» **Working data**:
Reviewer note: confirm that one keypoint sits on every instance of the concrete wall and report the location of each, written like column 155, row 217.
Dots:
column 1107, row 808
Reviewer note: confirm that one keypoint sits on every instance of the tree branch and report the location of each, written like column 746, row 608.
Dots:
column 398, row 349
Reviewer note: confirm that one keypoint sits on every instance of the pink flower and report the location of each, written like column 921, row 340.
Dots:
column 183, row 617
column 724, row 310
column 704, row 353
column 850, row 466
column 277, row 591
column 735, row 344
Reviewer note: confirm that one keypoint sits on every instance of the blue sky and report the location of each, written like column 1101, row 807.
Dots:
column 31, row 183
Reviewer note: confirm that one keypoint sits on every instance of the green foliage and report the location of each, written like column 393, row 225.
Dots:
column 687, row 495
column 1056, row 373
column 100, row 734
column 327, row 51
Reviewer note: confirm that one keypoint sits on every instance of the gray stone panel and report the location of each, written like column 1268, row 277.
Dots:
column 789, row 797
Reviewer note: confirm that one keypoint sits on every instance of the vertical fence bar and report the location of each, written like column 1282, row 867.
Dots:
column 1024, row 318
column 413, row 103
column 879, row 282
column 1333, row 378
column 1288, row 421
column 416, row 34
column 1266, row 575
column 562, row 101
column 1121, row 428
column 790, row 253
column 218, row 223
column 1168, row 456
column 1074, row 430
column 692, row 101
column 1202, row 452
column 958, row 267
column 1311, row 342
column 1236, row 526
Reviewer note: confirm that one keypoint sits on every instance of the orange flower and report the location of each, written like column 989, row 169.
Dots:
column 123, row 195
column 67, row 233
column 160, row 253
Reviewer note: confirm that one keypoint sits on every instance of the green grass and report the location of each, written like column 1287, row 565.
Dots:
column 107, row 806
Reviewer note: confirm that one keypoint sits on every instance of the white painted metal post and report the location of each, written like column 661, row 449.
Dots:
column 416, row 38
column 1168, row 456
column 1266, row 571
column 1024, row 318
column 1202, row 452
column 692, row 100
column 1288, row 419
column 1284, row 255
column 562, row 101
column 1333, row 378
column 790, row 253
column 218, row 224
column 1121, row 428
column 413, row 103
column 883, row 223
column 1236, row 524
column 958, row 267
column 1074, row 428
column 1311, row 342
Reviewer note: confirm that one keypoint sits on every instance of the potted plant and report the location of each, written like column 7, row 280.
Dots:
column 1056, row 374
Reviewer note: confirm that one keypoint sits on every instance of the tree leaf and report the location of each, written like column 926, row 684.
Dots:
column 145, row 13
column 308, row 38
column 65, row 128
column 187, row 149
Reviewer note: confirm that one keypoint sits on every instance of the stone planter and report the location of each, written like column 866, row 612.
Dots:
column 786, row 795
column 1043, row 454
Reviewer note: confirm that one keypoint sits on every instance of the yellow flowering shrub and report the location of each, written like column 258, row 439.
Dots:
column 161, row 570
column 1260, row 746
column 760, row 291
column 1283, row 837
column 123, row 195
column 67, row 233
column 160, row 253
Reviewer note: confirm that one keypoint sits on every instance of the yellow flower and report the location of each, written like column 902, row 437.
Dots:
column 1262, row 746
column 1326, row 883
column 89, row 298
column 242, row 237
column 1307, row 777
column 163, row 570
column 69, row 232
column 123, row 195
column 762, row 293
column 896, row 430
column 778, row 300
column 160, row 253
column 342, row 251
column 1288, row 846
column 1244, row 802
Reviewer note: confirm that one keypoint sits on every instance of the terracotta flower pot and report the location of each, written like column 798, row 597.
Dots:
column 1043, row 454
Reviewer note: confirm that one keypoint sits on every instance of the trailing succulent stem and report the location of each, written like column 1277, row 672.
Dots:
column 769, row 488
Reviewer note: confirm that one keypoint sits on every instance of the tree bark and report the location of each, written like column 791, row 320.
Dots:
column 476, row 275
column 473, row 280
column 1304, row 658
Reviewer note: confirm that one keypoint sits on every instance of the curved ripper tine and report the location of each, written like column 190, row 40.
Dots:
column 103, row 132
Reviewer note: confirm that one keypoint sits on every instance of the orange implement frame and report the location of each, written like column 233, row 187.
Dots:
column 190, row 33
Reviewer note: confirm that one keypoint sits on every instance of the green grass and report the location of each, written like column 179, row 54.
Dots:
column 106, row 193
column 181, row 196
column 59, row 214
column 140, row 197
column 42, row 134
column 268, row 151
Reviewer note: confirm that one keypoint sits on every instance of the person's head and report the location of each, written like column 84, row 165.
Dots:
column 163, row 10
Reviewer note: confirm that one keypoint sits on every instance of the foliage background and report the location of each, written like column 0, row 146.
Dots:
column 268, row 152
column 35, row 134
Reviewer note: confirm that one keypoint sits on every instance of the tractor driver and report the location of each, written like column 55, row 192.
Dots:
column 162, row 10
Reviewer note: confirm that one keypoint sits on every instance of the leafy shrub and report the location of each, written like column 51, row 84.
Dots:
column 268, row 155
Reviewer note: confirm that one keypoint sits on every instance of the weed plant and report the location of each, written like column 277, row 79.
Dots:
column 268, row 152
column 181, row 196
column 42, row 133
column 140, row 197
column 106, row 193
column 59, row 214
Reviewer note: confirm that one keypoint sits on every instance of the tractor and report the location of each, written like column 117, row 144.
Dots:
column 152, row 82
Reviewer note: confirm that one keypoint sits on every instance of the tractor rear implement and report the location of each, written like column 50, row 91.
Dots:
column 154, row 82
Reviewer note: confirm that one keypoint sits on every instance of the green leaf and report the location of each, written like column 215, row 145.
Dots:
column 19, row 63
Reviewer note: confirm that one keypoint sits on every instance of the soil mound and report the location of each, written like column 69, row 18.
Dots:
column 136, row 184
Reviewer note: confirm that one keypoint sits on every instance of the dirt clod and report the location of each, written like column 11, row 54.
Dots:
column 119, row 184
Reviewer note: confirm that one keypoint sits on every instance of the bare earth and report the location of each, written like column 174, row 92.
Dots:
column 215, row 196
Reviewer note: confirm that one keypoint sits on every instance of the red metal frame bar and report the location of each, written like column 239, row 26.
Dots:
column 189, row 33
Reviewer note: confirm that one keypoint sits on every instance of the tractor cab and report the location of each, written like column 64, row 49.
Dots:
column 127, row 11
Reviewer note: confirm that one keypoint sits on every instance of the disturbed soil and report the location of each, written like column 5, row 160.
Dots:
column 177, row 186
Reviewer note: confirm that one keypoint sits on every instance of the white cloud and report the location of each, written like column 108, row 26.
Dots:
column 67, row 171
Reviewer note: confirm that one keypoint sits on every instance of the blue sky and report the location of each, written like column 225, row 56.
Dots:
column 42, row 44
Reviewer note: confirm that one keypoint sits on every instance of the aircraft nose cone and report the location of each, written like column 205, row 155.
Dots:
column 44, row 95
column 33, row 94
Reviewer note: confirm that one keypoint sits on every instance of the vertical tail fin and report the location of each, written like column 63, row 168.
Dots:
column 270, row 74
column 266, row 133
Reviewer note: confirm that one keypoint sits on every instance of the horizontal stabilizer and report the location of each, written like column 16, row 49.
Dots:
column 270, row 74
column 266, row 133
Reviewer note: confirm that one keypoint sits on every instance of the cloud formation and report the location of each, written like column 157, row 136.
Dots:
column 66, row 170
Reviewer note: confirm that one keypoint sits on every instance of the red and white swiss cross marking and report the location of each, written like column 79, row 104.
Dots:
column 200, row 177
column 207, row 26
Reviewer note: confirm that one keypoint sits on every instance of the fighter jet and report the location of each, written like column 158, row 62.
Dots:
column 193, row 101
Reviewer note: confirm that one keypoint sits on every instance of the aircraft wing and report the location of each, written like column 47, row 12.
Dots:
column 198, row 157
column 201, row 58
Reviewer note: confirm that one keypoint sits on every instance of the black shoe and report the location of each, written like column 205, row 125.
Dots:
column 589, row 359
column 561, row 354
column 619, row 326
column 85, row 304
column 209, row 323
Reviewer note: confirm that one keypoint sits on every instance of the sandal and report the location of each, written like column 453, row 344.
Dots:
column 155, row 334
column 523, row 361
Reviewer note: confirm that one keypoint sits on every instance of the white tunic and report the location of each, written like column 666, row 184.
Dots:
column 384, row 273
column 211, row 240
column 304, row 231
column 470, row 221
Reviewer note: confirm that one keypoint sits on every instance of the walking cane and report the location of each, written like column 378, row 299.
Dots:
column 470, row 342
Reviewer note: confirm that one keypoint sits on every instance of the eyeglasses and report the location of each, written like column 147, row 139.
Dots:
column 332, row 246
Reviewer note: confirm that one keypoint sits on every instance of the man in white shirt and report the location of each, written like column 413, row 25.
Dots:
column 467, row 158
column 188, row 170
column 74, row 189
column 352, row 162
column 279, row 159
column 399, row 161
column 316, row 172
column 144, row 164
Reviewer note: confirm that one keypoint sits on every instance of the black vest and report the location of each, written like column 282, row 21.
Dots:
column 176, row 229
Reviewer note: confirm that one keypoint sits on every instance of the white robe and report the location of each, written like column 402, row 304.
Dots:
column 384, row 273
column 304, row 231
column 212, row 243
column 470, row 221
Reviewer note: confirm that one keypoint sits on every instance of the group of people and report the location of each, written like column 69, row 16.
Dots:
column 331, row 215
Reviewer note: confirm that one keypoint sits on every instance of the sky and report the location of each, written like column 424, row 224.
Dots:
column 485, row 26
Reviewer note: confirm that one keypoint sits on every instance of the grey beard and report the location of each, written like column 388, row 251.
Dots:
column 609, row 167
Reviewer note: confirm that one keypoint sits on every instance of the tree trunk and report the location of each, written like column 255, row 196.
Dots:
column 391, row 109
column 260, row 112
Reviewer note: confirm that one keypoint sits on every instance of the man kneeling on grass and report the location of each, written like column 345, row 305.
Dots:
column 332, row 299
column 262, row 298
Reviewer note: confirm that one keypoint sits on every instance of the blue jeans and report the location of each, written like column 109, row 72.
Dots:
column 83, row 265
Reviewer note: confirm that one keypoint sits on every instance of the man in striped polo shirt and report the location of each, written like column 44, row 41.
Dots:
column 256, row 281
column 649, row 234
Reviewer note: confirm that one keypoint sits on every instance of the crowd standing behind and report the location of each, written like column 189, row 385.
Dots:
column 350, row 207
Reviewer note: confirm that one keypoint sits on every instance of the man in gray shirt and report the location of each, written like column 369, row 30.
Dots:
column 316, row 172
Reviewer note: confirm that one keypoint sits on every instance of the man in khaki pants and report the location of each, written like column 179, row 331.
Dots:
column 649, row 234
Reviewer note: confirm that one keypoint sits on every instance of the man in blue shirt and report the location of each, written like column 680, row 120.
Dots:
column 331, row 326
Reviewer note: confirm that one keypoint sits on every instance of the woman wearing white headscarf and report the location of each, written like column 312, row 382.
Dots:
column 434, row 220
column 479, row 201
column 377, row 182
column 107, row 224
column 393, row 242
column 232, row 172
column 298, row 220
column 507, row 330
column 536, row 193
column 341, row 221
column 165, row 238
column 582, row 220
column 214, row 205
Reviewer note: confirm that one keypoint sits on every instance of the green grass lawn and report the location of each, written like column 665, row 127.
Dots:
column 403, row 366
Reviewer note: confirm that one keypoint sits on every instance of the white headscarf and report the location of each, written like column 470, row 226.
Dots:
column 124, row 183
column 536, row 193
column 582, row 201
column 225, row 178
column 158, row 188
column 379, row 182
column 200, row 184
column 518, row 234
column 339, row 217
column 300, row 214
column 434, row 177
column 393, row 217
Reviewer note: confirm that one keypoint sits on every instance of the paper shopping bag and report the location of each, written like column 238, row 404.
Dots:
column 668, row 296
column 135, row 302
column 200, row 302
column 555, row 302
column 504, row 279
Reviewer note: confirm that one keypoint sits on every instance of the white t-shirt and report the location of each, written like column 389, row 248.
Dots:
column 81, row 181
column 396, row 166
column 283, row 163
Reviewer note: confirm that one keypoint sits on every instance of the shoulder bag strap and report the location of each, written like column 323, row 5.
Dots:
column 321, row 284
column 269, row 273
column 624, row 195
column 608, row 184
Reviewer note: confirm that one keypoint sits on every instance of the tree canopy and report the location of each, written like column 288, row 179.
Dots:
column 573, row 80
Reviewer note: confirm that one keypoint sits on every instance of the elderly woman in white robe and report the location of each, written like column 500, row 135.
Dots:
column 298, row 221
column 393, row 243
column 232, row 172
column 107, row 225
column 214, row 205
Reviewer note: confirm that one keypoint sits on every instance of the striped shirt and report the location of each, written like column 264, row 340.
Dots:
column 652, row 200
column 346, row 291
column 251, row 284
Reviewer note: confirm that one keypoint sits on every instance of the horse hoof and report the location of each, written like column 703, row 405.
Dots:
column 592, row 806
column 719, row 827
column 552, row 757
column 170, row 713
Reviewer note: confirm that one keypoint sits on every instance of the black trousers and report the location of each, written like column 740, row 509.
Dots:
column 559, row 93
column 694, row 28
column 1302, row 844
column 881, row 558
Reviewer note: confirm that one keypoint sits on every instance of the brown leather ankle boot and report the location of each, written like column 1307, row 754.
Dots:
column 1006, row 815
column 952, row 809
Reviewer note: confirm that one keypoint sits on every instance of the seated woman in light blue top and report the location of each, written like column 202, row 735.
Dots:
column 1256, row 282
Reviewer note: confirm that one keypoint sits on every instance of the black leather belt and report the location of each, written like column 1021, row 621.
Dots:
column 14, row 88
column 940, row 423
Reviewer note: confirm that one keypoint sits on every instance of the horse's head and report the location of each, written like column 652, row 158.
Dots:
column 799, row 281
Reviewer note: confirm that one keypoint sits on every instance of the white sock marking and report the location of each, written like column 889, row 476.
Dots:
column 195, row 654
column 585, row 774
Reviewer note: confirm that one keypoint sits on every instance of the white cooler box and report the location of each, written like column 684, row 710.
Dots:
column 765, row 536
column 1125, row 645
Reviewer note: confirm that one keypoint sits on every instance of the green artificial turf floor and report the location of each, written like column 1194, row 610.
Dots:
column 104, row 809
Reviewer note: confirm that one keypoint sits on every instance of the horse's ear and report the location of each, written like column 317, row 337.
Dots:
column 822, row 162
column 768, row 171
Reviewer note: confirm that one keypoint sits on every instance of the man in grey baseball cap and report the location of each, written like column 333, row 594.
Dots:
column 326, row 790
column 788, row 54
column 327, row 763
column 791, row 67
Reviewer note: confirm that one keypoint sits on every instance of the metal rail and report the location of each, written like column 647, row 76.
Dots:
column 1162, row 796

» **Activity**: For every line of the material that holds the word "aircraft", make a copy.

» **Worked solution**:
Reviewer note: confirm that one keypoint sits on every instance of the aircraft nose cone and report the location of each, written like column 205, row 155.
Reviewer note: confirm that one keypoint sits on every instance of the aircraft wing and report the location of each, written like column 47, row 12.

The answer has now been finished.